Problem details:
Lines before the one containing "Could you point at the dense" are excluded; retype that line and all remaining lines of the material exactly.

= = =

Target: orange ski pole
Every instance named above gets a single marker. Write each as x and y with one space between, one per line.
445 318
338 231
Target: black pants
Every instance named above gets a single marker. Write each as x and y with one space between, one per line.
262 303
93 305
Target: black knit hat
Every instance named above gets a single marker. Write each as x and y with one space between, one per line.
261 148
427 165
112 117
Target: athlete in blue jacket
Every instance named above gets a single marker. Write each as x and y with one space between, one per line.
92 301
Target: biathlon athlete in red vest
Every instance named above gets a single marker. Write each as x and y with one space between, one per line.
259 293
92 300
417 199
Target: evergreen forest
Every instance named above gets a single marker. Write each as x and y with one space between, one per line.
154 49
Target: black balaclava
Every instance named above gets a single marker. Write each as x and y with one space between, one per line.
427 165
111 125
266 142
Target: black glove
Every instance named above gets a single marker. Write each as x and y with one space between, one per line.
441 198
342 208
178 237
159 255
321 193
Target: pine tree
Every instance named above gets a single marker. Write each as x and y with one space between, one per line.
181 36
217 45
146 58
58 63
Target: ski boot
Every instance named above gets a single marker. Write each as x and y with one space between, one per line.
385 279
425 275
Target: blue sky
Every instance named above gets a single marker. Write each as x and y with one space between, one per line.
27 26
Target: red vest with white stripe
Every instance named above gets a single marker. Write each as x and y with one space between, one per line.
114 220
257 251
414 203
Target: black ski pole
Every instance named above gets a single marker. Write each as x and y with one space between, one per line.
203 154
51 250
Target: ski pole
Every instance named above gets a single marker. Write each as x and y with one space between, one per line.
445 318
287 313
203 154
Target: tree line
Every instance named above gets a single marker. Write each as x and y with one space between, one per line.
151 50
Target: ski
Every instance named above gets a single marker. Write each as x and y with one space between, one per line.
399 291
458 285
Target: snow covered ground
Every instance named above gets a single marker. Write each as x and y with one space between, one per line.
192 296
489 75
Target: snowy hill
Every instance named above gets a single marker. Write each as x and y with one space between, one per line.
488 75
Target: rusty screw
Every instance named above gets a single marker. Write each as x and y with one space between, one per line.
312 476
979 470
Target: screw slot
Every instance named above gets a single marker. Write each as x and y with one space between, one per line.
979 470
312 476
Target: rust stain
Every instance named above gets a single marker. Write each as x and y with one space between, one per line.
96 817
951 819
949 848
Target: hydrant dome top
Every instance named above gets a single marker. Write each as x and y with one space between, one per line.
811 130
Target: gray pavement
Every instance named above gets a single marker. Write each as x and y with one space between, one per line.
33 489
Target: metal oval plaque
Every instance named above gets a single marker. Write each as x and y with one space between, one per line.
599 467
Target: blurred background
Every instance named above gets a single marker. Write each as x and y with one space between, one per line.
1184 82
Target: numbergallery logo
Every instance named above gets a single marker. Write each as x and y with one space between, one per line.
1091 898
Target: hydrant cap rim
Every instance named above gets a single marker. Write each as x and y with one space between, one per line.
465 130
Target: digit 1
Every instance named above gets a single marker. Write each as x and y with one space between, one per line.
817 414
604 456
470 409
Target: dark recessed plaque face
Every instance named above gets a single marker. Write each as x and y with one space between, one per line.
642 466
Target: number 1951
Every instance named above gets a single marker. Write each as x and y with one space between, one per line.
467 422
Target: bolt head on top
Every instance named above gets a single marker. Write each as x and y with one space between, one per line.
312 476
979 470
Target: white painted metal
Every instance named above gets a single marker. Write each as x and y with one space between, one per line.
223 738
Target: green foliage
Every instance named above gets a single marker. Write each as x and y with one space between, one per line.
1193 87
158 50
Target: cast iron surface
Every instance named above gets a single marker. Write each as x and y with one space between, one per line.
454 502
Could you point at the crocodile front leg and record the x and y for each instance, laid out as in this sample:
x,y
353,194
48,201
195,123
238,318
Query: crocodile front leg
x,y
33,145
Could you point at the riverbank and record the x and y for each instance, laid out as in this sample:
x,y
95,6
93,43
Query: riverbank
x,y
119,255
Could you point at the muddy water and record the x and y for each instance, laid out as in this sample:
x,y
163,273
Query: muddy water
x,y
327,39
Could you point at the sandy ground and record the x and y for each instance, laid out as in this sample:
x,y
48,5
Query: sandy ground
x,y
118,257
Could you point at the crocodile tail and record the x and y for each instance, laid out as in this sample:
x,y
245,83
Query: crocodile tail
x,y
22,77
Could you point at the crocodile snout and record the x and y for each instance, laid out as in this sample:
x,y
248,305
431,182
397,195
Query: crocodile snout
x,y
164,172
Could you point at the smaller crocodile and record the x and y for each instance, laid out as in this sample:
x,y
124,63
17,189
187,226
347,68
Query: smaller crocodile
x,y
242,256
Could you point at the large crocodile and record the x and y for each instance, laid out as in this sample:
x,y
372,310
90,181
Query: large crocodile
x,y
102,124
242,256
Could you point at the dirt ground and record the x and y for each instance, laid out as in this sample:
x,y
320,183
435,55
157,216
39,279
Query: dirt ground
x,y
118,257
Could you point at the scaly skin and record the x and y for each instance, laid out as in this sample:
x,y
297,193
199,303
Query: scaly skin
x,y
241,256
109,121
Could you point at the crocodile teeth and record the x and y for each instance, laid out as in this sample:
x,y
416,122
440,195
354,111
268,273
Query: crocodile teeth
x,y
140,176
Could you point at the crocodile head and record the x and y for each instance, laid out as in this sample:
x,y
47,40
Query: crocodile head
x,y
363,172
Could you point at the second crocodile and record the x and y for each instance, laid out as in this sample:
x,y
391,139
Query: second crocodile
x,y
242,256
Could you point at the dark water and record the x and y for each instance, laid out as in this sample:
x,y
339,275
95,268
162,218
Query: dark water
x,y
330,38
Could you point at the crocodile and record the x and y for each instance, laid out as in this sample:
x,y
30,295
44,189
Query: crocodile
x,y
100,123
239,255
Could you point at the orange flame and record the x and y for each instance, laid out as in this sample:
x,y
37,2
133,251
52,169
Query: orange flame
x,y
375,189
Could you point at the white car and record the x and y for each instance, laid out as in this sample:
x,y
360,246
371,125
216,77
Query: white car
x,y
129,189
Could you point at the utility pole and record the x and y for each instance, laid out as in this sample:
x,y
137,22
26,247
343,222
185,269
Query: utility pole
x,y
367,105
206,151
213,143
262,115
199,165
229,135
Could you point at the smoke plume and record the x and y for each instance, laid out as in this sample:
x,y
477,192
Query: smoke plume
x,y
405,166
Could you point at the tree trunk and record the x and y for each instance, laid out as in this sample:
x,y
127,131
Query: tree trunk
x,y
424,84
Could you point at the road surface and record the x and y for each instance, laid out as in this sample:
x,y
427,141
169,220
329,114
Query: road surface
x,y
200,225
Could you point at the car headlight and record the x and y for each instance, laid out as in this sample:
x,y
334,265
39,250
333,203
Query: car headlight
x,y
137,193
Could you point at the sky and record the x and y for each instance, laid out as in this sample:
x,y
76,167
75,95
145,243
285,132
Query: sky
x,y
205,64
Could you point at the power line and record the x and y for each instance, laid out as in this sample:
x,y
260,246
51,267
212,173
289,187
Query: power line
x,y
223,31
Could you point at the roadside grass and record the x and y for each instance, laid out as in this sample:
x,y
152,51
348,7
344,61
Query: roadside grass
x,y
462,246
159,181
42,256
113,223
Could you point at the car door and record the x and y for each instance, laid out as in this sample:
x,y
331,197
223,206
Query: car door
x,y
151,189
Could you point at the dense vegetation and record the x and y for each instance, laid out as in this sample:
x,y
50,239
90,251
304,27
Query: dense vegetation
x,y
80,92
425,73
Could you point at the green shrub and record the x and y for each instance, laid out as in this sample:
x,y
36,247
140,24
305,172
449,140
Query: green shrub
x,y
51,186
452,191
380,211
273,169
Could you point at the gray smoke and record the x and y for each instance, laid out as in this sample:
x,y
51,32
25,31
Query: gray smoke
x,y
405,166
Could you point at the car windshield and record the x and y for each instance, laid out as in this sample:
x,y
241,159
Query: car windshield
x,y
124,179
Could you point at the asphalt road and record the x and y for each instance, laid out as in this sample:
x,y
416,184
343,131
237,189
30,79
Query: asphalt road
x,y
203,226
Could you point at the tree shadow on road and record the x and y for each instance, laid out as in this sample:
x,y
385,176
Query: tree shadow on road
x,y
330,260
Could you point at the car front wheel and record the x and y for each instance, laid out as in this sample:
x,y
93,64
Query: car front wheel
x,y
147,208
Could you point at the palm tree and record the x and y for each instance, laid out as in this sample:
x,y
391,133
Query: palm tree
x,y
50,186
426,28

= = =

Right answer:
Could you point at the dense vegetation and record the x and y for each instance, laid out as in this sample:
x,y
50,239
90,251
304,27
Query: dense vegetation
x,y
80,92
425,73
Could you point at the green shrub and record the x and y for each instance, laid out as in this sample:
x,y
36,247
140,24
305,172
449,140
Query: green shrub
x,y
51,186
452,191
380,211
273,169
Could you point at the gray smoke and record the x and y for each instance, laid out as in this sample:
x,y
51,32
25,31
Query: gray smoke
x,y
405,166
Could you point at the car windshield and record the x and y for each instance, laid out as in this sample:
x,y
241,159
Query: car windshield
x,y
124,179
Could you point at the asphalt road and record the x and y for each instance, laid out as in this sample:
x,y
416,184
343,131
237,189
30,79
Query: asphalt road
x,y
203,226
Could you point at the tree shadow on road and record the x and y for each instance, laid out as in this sample:
x,y
385,176
Query: tree shadow on road
x,y
330,260
Could you point at the car front wheel and record the x and y for each instance, laid out as in this sample:
x,y
93,64
Query: car front wheel
x,y
147,208
Could you point at the palm tree and record the x and y for each instance, laid out as in this sample:
x,y
391,133
Query: palm tree
x,y
50,186
426,28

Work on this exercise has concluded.